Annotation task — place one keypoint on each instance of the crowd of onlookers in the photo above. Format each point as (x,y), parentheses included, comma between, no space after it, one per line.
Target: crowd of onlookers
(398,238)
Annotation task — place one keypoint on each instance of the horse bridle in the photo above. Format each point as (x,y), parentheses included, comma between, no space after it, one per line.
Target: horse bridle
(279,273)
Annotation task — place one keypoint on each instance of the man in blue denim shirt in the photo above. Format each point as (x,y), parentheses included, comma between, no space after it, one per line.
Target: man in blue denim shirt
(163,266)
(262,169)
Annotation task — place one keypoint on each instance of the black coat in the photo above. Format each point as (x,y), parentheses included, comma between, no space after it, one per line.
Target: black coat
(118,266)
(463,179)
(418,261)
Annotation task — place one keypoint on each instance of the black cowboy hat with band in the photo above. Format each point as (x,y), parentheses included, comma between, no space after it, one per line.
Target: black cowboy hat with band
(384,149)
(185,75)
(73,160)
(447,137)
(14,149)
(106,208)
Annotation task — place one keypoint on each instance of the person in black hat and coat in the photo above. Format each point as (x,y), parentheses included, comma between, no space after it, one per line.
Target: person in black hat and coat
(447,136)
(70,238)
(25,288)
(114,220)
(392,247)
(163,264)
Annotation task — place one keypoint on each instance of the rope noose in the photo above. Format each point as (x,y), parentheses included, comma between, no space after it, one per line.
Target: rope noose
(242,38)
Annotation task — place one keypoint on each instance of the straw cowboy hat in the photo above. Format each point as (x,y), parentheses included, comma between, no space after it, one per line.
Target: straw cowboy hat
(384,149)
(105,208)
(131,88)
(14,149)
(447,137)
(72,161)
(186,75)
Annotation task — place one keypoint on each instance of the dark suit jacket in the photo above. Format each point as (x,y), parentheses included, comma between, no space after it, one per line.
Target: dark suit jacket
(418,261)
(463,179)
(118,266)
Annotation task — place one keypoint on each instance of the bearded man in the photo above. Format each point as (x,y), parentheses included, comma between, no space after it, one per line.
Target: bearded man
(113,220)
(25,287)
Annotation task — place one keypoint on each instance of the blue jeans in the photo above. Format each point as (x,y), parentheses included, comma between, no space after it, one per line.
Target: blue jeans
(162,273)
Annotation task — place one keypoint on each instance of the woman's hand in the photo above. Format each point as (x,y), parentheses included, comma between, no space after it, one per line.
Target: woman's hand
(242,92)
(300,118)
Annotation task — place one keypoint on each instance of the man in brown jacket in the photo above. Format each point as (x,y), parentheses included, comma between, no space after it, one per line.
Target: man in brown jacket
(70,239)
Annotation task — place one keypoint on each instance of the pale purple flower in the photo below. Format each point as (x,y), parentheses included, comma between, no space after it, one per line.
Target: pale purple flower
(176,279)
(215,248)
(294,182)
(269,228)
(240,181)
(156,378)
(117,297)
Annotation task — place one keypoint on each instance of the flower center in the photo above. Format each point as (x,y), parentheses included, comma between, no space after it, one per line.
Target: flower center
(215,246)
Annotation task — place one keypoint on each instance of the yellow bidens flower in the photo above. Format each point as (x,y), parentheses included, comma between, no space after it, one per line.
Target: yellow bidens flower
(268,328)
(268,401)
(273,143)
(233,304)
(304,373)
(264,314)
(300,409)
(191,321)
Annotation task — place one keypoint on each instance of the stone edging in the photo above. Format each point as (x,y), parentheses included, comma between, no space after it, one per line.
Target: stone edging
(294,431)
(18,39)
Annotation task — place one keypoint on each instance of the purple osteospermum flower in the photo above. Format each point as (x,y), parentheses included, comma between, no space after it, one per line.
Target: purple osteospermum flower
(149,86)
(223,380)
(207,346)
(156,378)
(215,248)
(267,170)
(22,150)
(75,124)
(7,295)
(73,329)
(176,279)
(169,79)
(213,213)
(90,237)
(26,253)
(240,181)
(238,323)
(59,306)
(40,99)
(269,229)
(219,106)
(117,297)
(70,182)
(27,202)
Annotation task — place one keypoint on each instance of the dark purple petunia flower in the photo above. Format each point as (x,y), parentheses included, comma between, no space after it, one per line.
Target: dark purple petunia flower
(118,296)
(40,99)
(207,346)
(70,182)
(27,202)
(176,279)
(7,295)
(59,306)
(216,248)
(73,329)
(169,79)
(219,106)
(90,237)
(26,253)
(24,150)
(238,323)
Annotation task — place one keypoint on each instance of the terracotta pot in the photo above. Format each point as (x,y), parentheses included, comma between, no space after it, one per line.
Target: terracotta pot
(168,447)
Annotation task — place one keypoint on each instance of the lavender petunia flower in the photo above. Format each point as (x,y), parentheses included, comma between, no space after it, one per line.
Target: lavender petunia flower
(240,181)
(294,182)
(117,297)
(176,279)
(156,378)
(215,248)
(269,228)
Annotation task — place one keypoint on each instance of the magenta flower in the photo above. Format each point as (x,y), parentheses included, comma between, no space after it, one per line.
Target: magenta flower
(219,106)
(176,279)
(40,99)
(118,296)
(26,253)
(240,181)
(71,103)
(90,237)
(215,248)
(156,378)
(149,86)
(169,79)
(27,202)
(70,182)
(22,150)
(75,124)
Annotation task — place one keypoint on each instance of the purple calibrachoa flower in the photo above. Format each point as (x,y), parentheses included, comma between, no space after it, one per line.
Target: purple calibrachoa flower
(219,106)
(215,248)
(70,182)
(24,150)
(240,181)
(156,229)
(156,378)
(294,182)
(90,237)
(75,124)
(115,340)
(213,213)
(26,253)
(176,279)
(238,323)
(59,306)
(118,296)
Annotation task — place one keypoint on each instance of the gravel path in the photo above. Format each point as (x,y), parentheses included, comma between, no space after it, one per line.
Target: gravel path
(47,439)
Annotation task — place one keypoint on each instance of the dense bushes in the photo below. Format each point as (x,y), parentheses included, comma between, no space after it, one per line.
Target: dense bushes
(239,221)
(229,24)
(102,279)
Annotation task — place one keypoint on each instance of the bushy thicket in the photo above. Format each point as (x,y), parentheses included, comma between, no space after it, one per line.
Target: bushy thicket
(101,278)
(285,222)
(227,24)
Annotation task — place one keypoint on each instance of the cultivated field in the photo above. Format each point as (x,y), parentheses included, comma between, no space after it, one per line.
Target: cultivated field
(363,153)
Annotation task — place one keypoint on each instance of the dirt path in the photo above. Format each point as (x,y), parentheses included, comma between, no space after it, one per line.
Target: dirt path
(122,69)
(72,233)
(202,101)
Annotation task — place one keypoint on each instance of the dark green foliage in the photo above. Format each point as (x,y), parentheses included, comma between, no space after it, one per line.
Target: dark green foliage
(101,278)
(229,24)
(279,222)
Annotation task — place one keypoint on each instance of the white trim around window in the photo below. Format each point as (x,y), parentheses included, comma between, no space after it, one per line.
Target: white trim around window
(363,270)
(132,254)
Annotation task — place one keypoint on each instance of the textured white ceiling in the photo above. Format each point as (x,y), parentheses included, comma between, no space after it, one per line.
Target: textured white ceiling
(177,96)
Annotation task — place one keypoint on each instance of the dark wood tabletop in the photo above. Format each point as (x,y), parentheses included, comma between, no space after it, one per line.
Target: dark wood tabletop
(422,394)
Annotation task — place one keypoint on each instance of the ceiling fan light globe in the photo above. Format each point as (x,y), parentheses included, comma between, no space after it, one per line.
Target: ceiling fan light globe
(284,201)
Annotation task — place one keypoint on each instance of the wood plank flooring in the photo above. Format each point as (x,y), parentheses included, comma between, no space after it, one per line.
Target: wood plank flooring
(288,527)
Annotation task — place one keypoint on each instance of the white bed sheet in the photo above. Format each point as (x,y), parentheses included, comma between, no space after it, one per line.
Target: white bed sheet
....................
▸ **PROBLEM TO WORK ON**:
Reproduce the entries above exactly.

▸ **TASK RESPONSE**:
Annotation task — place one keypoint on each instance of the crowd of onlookers in the photo above. Format each point as (x,y), parentheses included, comma between, no space after it, one per line.
Target: crowd of onlookers
(398,238)
Annotation task — place one keypoint on each instance of the horse bridle in the photo above. Format each point as (x,y), parentheses included, comma between, no space after it, one per line.
Target: horse bridle
(279,273)
Annotation task — place one keypoint on each instance of the man in blue denim shirt in the photo above. Format each point as (x,y), parentheses included, comma between, no space after it, one per line.
Target: man in blue denim shirt
(163,266)
(262,169)
Annotation task — place one keypoint on each instance of the black coat in the photo above. Format each point as (x,y), parentheses included, comma between, no space after it, one per line.
Target: black coat
(118,266)
(463,179)
(418,261)
Annotation task — place one keypoint on each instance of the black cowboy hat with band in the photo above. Format each point as (x,y), parentheses included, comma between, no space after it, one per line.
Target: black cowboy hat with band
(384,149)
(185,75)
(73,160)
(447,137)
(14,149)
(106,208)
Annotation task — place one keypoint on each instance of the person in black hat and coat in the photo above. Format each point as (x,y), parentheses included, comma between, no space after it, one per line.
Target: person in black hat and coat
(447,136)
(70,238)
(25,288)
(114,220)
(392,247)
(163,264)
Annotation task — place one keypoint on each instance of the rope noose in the photo above. Format each point as (x,y), parentheses included, comma between, no space after it, one per line.
Target: rope noose
(242,38)
Annotation task — place one keypoint on each instance of the straw cowboy hat in the photo above. Format each point as (x,y), parentheses included, comma between, no space after it, one per line.
Target: straw cowboy hat
(384,149)
(105,208)
(131,88)
(14,149)
(447,137)
(72,161)
(186,75)
Annotation task — place one keypoint on each instance of the dark suit jacket in the photo above. Format each point as (x,y), parentheses included, comma between, no space after it, one per line.
Target: dark suit jacket
(418,261)
(463,179)
(118,266)
Annotation task — place one keypoint on each instance of the bearded man in the photo above. Format each point as (x,y), parentheses included, comma between, no space after it, one per line.
Target: bearded man
(113,220)
(25,287)
Annotation task — place one keypoint on each instance of the blue jeans in the photo above. Format each point as (x,y), parentheses included, comma between, no space after it, one per line.
Target: blue jeans
(162,273)
Annotation task — place one keypoint on each instance of the woman's hand in the photo above. Format each point as (x,y), parentheses included, comma between, no space after it, one per line.
Target: woman's hand
(242,92)
(300,118)
Annotation task — place one keypoint on each instance of the man in brown jacket in the photo above. Format each point as (x,y), parentheses included, comma between, no space after it, one per line.
Target: man in brown jacket
(70,239)
Annotation task — place one keypoint on each instance of the pale purple flower in the photo below. Format each point as (x,y), parentheses included, comma between, no space after it, one per line.
Target: pale purple flower
(176,279)
(215,248)
(294,182)
(269,228)
(240,181)
(156,378)
(117,297)
Annotation task — place one keypoint on each instance of the flower center in the photo above. Format each point as (x,y), parentheses included, comma between, no space after it, one per line.
Target: flower center
(215,246)
Annotation task — place one keypoint on each instance of the yellow bidens flower in the photo above. Format each point as (x,y), parentheses included, comma between, no space after it, one per line.
Target: yellow bidens flower
(268,328)
(268,401)
(273,143)
(233,304)
(304,373)
(264,314)
(300,409)
(191,321)
Annotation task — place one keypoint on each instance of the stone edging in the photo above. Format each point as (x,y), parentheses included, comma between, no space after it, one per line.
Target: stone edging
(294,431)
(18,39)
Annotation task — place one keypoint on each instance of the purple osteospermum flower in the photo above. Format each point as (x,y), parentheses included, comma between, no space after it, one per line.
Target: purple osteospermum flower
(149,86)
(223,380)
(207,346)
(156,378)
(215,248)
(267,170)
(22,150)
(75,124)
(7,295)
(73,329)
(176,279)
(169,79)
(213,213)
(90,237)
(26,253)
(240,181)
(238,323)
(59,306)
(40,99)
(269,229)
(219,106)
(117,297)
(70,182)
(27,202)
Annotation task — place one keypoint on each instance of the dark purple petunia flower in the photo above. Format each point as (x,y), parentheses included, comma between, no space after it, one per line.
Target: dark purple petunia flower
(118,296)
(40,99)
(207,346)
(70,182)
(27,202)
(176,279)
(7,295)
(59,306)
(216,248)
(73,329)
(169,79)
(219,106)
(90,237)
(26,253)
(24,150)
(238,323)
Annotation task — place one keypoint on each instance of the terracotta pot in the photo above. Format each point as (x,y), parentheses included, comma between, no space after it, one per line.
Target: terracotta pot
(168,447)
Annotation task — place one keypoint on each instance of the lavender petunia flower in the photo above. Format each point as (x,y), parentheses included, comma between, no space after it, one per line.
Target: lavender petunia flower
(240,181)
(294,182)
(117,297)
(176,279)
(156,378)
(215,248)
(269,228)
Annotation task — place one keypoint on each instance of the magenta flower in the photo above. Format each point as (x,y), parentheses included, comma between, no space after it, one per line.
Target: magenta flower
(219,106)
(176,279)
(40,99)
(118,296)
(26,253)
(240,181)
(71,103)
(90,237)
(215,248)
(156,378)
(149,86)
(169,79)
(27,202)
(70,182)
(22,150)
(75,124)
Annotation task — place one keypoint on each instance of the purple calibrachoa flower in the photo above. Format each point as (x,y), parentheses included, comma between, no space after it, one per line.
Target: purple calibrachoa flower
(219,106)
(215,248)
(70,182)
(24,150)
(240,181)
(156,229)
(156,378)
(294,182)
(90,237)
(75,124)
(115,340)
(213,213)
(26,253)
(176,279)
(238,323)
(59,306)
(118,296)
Annotation task — place one keypoint on each instance of the gravel path in the photo above. Format each point as (x,y), parentheses included, comma between, no space after it, one per line.
Target: gravel path
(47,439)
Annotation task — place one keypoint on each instance of the dense bushes in the photo below. Format each point as (x,y), parentheses included, comma between, no space after it, one per line.
Target: dense bushes
(239,221)
(229,24)
(102,279)
Annotation task — place one keypoint on each instance of the bushy thicket in the photo above. Format each point as (x,y), parentheses included, comma between, no space after it, one per line.
Target: bushy thicket
(101,278)
(285,222)
(227,24)
Annotation task — place one keypoint on each instance of the cultivated field in the photo above. Format each point as (x,y), parentheses included, comma between, no space after it, one per line.
Target: cultivated field
(363,153)
Annotation task — place one keypoint on each instance of the dirt path in the photo above. Format each point as (x,y), parentheses included, comma between, no space after it, one per line.
Target: dirt path
(122,69)
(72,233)
(202,101)
Annotation task — place one keypoint on each instance of the dark green foliage in the photo above. Format each point as (x,y), parentheses included, comma between, no space after it, one per line.
Target: dark green foliage
(101,278)
(229,24)
(279,222)
Annotation task — place one keypoint on each instance of the white trim around window in the photo below. Format each point as (x,y), parentheses included, comma between, no space after it, one per line.
Target: white trim around window
(363,270)
(132,254)
Annotation task — place one keypoint on each instance of the textured white ceiling in the photo above. Format each point as (x,y), parentheses included, comma between, no space after it, one per line.
Target: textured white ceiling
(177,96)
Annotation task — place one keypoint on each instance of the dark wood tabletop in the photo above. Format each point as (x,y), parentheses included, comma between, no space after it, one per line.
Target: dark wood tabletop
(422,394)
Annotation task — place one keypoint on each instance of the ceiling fan light globe in the photo above. Format each point as (x,y), parentheses included, comma between, no space after it, one per line.
Target: ceiling fan light globe
(284,201)
Annotation task — place one keypoint on each instance of the wood plank flooring in the photo above. Format each point as (x,y), parentheses included, comma between, no space after it, one per line.
Target: wood plank flooring
(288,527)
Annotation task — place one keypoint on each instance of the white bed sheet in the photo above. Format each point as (x,y), parentheses included, comma between, no space after it, one per line.
Target: white bed sheet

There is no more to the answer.